Exercise prompt>
Filter the records below and copy each line that contains the word "muddy", treating uppercase and lowercase as different.

--- start Recorded information ---

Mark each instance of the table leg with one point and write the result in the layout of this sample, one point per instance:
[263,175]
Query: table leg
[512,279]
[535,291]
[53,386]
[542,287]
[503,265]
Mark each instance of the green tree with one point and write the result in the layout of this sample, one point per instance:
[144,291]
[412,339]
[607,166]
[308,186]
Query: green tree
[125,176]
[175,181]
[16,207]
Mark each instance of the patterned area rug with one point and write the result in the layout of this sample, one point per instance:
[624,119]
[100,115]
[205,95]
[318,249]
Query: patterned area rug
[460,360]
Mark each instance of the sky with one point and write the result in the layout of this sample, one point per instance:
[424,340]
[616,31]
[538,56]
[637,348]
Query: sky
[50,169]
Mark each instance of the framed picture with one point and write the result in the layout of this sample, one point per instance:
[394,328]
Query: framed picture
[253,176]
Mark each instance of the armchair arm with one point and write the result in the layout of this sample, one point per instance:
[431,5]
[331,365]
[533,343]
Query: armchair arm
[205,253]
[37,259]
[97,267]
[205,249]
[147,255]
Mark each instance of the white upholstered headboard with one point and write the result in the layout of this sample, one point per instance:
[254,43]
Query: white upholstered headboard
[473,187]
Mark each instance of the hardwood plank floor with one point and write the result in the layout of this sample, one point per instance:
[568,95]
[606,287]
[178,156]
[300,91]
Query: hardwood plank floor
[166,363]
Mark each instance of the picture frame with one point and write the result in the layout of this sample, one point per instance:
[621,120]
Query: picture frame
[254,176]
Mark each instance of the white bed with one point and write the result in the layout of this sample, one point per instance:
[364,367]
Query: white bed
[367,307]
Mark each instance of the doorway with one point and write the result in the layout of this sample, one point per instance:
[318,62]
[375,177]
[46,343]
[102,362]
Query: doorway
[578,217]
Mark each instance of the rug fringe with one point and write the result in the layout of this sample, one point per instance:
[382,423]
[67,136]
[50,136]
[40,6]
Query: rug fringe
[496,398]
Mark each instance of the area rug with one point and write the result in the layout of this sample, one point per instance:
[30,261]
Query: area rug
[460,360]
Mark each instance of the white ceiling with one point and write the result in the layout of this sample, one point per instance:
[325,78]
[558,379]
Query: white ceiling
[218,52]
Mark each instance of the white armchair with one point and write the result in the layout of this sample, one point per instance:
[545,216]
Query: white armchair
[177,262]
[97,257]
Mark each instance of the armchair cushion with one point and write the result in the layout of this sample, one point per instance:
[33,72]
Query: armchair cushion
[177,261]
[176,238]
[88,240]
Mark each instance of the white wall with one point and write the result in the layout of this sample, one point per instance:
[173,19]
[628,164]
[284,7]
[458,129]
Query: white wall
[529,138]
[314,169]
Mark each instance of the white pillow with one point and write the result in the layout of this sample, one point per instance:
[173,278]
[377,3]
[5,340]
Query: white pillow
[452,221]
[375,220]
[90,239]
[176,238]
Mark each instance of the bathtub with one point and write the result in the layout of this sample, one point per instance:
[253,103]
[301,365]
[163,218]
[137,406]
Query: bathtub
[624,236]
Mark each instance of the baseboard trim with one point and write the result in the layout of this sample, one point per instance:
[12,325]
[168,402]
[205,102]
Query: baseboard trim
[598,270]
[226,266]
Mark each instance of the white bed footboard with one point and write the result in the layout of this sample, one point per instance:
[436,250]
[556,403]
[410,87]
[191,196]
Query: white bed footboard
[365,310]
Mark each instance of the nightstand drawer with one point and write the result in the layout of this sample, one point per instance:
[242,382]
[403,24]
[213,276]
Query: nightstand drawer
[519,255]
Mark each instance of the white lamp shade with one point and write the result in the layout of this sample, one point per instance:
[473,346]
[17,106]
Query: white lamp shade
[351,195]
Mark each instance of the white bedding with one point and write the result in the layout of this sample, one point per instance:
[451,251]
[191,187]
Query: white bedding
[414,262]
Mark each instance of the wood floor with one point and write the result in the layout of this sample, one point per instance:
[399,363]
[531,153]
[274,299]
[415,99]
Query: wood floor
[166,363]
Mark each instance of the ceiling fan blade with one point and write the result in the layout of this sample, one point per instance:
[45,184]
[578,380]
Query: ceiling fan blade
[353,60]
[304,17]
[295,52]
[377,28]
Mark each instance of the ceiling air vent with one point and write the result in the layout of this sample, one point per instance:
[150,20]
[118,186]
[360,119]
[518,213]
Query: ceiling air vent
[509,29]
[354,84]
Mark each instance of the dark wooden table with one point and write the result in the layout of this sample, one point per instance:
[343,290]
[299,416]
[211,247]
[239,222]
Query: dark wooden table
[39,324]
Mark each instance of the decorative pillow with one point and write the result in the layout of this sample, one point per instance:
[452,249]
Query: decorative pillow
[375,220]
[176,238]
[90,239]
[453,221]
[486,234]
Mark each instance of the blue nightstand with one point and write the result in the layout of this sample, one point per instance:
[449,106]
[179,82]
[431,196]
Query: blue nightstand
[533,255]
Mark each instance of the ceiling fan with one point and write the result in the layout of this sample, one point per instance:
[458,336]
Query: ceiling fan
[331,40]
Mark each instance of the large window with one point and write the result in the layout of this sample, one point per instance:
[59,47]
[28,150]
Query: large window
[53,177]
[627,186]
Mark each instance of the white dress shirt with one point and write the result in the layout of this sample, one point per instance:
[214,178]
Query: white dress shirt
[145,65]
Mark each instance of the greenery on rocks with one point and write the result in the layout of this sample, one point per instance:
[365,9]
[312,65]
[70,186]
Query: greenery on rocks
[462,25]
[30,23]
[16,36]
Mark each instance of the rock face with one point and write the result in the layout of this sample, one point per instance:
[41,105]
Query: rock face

--- end Recorded information ---
--- start Recorded information ---

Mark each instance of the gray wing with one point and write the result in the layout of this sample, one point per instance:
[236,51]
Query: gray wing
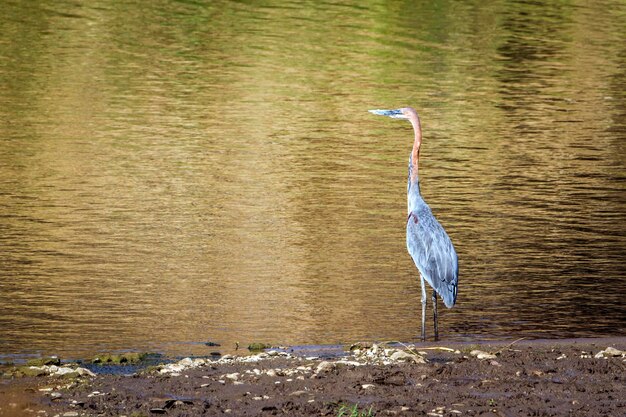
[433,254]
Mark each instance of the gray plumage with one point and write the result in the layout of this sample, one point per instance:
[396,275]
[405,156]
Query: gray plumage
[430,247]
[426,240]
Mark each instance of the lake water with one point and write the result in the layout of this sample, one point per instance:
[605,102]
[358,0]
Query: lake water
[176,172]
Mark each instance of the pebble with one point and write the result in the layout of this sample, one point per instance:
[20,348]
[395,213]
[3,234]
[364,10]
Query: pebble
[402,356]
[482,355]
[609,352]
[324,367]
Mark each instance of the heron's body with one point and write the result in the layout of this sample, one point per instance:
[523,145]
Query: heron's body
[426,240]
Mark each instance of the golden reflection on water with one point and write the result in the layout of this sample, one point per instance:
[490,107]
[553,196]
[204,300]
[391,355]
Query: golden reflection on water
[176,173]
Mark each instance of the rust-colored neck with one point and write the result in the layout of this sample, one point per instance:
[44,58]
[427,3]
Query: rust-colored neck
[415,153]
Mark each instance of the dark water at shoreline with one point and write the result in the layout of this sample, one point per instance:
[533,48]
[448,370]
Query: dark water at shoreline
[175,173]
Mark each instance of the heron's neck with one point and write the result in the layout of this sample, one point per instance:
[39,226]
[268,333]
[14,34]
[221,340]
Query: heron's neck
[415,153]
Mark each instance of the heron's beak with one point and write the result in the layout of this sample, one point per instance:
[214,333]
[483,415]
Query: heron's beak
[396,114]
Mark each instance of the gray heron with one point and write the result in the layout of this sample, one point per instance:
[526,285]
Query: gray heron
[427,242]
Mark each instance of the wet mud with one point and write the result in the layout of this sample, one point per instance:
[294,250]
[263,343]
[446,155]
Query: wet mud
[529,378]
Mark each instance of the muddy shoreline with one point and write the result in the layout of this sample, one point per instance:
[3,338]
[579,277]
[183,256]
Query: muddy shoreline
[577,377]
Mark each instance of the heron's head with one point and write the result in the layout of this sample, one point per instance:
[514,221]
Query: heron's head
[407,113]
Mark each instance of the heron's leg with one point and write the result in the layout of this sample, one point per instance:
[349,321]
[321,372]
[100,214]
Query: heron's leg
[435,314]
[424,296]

--- end Recorded information ---

Expected answer>
Mark each instance of the muddy shoreline with one point and write the result in the layout of this sample, one point per instance:
Query: muddy shoreline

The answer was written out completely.